Job: Using the text on the Letterman Approach, explain in one to three sentences why lying was Weiner's first mistake rather than an acceptable lie.

Text shown:
######

These seven steps should hereby be referred to as the Letterman Approach.
(A warning. You can’t go partway on the Letterman Approach. Go whole hog, or do not bother at all. It will backfire, as it has on Weiner.)
1. Admit Everything Before the Press Does It For You.
Before the leaks and girlfriends come out of the woodwork, spill it. Before the envelope containing salacious details makes it into the grubby hands of the media, tell everything.
This was Weiner’s first mistake. He lied when the direct message on Twitter was mistakenly sent to his entire Twitter following. If this had been the only crotch shot in the Weiner collection, it might have been an acceptable lie—“I’ve been hacked!”—but because there was a virtual library of penis and pec shots sent to a plethora of women around the world who stood to make a buck out of his shame, lying was the first mistake. If he didn’t pay them off, they would find a way to get paid via the media.
He also messed up when he said: “Last Friday night, I tweeted a photograph of myself that I intended to send as a direct message as part of a joke to a woman in Seattle.”
However, it is clear that the crotch shot wasn’t intended as a joke at all. Strike one.
He also claimed that he believed all the people he had sexted with were of legal age, but it subsequently came out that he had followed on Twitter and traded direct messages with a teenager who seemed pretty sexually attracted to him (and a mite bit obsessed).
Letterman knew better. As soon as he was alerted to blackmail plot, he ‘fessed up. “Now of course, what was it, what was all the creepy stuff?” he said. “The creepy stuff—that I had sex with women who worked for me on the show. My response to that is—Yes I have. Would it be embarrassing? Perhaps it would, especially for the women.” (Notice, he used plural, “women.”)

######

Records supplied:
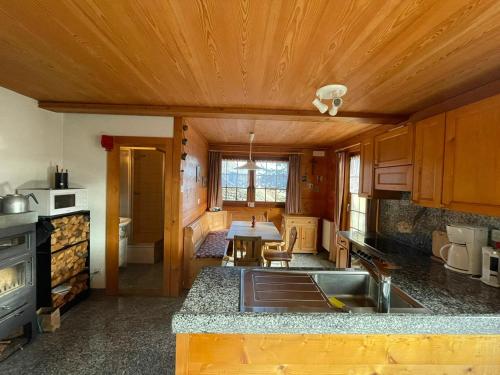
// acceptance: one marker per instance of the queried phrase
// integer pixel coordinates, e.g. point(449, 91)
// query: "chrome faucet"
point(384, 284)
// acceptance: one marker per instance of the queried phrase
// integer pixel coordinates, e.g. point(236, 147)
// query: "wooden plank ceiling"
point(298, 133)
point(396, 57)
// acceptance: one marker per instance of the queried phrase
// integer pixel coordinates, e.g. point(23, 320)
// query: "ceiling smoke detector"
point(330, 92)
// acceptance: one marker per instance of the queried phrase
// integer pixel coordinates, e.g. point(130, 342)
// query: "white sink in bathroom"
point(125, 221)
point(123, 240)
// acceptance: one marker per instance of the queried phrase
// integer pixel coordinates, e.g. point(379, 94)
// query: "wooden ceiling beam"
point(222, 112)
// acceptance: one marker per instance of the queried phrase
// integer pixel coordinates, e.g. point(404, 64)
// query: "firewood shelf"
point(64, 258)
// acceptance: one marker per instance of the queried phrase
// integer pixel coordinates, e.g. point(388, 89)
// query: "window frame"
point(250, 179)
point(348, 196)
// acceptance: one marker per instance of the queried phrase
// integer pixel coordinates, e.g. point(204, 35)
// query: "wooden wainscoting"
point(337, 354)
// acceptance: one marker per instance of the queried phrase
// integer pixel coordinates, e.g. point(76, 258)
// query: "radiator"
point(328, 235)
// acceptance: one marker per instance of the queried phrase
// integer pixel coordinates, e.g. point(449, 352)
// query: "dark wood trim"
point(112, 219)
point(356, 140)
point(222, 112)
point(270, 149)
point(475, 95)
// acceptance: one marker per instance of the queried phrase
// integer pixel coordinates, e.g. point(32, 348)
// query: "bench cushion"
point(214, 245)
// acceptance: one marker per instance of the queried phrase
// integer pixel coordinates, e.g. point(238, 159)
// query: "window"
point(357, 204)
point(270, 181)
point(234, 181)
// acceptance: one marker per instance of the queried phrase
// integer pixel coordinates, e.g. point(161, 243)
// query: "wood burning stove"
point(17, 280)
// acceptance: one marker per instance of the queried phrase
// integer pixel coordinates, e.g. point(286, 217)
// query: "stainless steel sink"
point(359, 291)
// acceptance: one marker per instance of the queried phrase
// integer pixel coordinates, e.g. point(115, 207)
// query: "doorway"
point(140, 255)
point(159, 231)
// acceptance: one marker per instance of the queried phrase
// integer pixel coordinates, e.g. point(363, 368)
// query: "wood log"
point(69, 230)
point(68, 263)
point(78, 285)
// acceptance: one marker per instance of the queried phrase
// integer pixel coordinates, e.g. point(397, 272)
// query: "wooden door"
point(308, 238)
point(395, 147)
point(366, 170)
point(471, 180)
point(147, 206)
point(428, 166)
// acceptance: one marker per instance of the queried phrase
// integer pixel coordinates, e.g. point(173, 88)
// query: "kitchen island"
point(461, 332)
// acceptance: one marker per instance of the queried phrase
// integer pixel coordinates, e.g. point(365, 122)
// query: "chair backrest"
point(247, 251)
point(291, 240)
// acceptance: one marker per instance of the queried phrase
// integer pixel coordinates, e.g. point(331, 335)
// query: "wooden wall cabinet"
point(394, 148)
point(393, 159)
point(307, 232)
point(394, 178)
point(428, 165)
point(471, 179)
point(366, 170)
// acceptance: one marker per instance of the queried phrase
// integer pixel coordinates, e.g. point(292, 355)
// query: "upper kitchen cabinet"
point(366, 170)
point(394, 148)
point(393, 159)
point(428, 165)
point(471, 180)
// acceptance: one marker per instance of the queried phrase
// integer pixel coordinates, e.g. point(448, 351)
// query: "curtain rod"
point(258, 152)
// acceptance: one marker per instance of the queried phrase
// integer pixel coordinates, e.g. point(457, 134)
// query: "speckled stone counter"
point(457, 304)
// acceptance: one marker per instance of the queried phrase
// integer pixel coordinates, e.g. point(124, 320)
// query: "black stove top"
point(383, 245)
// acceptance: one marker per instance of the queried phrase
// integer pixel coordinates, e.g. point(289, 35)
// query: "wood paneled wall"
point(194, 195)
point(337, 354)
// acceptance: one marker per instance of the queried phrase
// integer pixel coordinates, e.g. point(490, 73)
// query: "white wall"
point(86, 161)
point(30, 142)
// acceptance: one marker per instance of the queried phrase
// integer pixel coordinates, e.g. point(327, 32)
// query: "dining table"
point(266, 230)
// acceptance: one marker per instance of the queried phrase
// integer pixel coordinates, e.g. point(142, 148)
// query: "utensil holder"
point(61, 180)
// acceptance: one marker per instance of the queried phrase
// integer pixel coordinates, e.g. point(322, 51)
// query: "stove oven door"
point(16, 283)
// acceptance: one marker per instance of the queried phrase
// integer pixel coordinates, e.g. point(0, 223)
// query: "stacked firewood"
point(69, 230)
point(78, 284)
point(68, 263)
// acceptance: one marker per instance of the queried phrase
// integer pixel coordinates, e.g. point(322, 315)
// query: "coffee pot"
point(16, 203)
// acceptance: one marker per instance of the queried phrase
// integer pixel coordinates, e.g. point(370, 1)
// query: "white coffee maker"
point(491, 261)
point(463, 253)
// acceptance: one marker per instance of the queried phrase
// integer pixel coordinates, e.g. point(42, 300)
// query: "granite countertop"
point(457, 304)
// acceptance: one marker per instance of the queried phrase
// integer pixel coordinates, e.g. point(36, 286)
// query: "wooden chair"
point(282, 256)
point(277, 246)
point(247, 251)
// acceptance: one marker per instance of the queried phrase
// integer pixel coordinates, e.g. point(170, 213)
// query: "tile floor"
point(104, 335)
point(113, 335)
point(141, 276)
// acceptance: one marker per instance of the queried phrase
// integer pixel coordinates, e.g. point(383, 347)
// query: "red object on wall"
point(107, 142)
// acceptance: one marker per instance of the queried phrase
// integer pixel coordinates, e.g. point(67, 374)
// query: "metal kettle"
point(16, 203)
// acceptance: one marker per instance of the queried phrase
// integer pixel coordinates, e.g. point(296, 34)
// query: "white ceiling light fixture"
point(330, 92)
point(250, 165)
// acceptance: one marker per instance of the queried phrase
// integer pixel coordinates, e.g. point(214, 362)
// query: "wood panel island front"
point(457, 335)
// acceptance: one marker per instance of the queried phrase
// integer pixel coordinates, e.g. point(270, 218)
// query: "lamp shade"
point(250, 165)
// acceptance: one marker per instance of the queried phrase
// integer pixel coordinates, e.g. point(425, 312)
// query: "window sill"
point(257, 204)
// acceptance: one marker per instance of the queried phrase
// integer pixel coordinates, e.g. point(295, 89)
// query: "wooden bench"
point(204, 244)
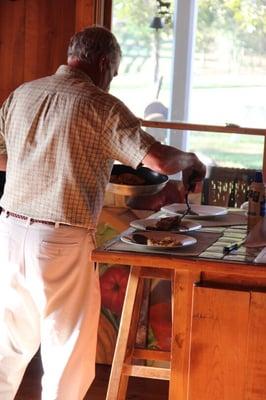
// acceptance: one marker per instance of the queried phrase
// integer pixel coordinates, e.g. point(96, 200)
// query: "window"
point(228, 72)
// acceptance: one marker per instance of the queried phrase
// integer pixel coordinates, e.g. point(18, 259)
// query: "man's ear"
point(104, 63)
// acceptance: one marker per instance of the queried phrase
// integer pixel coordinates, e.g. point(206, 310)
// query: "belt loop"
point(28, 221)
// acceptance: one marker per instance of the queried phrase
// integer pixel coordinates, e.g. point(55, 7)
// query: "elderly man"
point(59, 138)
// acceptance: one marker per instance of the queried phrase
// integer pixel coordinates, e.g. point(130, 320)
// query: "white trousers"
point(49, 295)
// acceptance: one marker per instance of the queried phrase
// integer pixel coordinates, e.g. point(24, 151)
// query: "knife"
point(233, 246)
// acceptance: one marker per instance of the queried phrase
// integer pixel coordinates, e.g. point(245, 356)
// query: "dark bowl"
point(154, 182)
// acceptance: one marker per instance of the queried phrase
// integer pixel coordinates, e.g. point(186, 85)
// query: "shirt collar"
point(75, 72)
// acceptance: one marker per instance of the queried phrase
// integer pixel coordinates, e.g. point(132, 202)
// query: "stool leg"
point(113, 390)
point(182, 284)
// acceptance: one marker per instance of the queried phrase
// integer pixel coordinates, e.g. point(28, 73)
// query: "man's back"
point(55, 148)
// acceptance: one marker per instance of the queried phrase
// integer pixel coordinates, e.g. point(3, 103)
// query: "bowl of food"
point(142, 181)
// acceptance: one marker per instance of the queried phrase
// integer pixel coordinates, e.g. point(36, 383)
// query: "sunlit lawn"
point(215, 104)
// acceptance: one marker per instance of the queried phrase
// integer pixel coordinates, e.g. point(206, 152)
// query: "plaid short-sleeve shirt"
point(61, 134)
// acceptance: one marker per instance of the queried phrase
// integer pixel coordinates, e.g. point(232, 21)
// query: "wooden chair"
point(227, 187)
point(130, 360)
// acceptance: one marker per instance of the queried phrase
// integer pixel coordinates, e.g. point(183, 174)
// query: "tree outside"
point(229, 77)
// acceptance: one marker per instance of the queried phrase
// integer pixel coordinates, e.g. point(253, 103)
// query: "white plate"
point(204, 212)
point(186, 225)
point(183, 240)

######

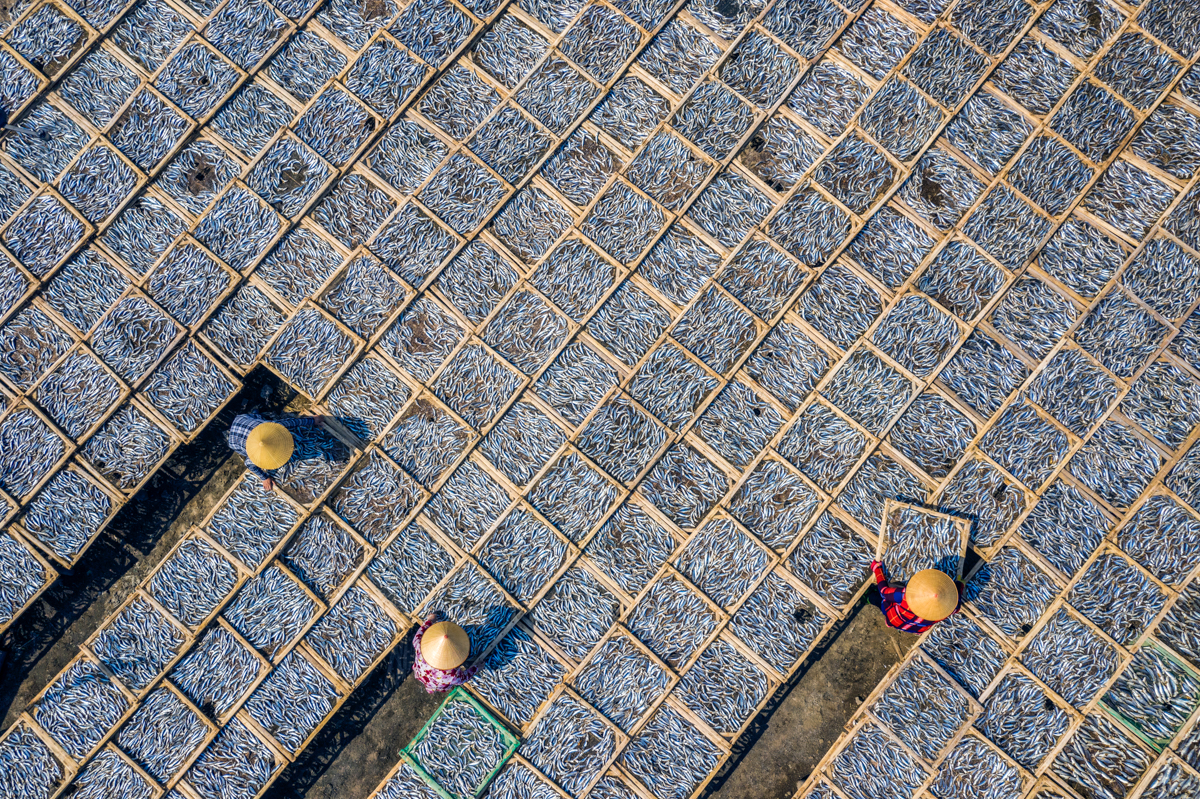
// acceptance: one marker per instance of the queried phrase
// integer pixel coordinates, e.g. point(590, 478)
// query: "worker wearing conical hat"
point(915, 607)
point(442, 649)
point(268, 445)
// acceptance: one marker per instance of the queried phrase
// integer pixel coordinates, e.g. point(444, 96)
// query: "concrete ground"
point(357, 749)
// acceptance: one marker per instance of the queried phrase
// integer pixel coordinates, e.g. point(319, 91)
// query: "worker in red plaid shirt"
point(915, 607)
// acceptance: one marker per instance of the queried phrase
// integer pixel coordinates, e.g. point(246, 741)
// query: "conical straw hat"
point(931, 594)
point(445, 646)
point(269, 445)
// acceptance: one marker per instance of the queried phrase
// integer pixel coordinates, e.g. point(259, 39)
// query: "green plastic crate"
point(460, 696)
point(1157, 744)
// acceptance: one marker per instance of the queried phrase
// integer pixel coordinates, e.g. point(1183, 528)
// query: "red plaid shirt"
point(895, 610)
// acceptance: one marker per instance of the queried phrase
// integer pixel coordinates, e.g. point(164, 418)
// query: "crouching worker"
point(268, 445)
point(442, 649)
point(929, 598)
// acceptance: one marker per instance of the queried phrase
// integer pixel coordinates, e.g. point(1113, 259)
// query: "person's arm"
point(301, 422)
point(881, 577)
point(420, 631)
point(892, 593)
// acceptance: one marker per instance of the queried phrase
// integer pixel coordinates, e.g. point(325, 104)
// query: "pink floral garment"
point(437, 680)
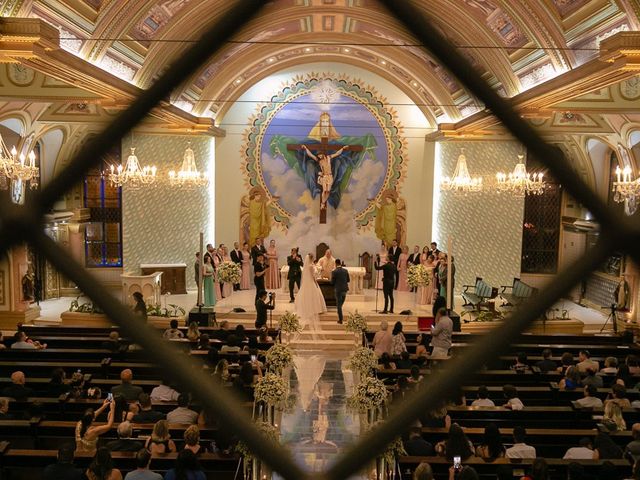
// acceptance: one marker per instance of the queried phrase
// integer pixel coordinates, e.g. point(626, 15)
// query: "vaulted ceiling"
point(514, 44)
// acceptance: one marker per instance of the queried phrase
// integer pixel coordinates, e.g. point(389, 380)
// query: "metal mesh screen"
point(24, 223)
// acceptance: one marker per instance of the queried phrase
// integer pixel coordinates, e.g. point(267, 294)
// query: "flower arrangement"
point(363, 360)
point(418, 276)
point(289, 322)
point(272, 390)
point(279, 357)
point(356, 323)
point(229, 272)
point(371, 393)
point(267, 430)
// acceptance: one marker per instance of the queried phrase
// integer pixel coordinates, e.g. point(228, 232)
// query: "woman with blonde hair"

######

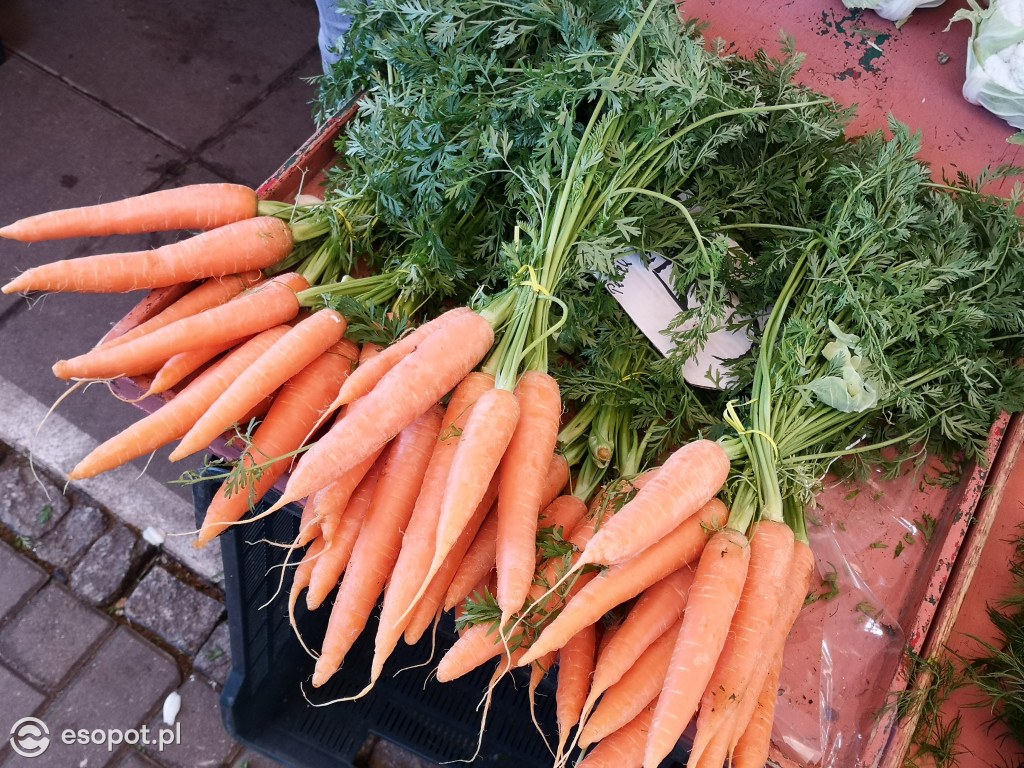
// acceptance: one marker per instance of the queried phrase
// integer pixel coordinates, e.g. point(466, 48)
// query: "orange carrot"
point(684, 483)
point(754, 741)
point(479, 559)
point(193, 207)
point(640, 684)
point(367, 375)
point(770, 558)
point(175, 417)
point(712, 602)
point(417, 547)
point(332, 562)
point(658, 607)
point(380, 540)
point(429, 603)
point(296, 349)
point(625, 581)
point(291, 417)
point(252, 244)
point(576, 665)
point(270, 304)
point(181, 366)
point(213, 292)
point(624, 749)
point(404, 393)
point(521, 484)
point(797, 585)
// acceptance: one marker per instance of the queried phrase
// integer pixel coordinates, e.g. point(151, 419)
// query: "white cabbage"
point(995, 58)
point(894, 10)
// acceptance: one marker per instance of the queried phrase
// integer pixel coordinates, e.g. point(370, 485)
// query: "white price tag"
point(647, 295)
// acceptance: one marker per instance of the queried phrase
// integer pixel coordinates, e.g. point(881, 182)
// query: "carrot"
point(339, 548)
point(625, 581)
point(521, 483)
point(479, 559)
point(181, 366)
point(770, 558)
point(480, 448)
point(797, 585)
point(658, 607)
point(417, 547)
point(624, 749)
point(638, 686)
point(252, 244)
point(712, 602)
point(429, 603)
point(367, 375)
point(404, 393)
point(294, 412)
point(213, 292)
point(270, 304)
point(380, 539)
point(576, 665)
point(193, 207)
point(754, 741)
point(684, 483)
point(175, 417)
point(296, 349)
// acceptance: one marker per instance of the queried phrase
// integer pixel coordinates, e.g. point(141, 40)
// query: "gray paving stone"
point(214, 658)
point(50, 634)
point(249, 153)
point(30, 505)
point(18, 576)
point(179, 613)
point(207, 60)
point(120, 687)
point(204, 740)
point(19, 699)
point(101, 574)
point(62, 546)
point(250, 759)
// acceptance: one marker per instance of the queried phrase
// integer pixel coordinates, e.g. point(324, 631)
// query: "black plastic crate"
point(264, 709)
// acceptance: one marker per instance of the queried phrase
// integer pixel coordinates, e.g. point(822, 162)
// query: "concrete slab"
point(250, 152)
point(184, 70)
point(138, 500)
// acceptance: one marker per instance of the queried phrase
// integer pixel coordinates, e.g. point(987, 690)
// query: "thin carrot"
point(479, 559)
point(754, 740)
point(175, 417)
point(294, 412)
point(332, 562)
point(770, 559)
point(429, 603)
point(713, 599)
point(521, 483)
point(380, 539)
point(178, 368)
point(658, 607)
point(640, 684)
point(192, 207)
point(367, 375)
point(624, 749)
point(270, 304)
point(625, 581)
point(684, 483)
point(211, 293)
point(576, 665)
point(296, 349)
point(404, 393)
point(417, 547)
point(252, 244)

######

Correct result: A lie such as "I've been hacked!" might have been acceptable if the mistakenly sent photo had been the only one. However, he had sent a large collection of such photos to many women around the world who stood to profit from his shame. If he did not pay them off, they would find a way to be paid through the media.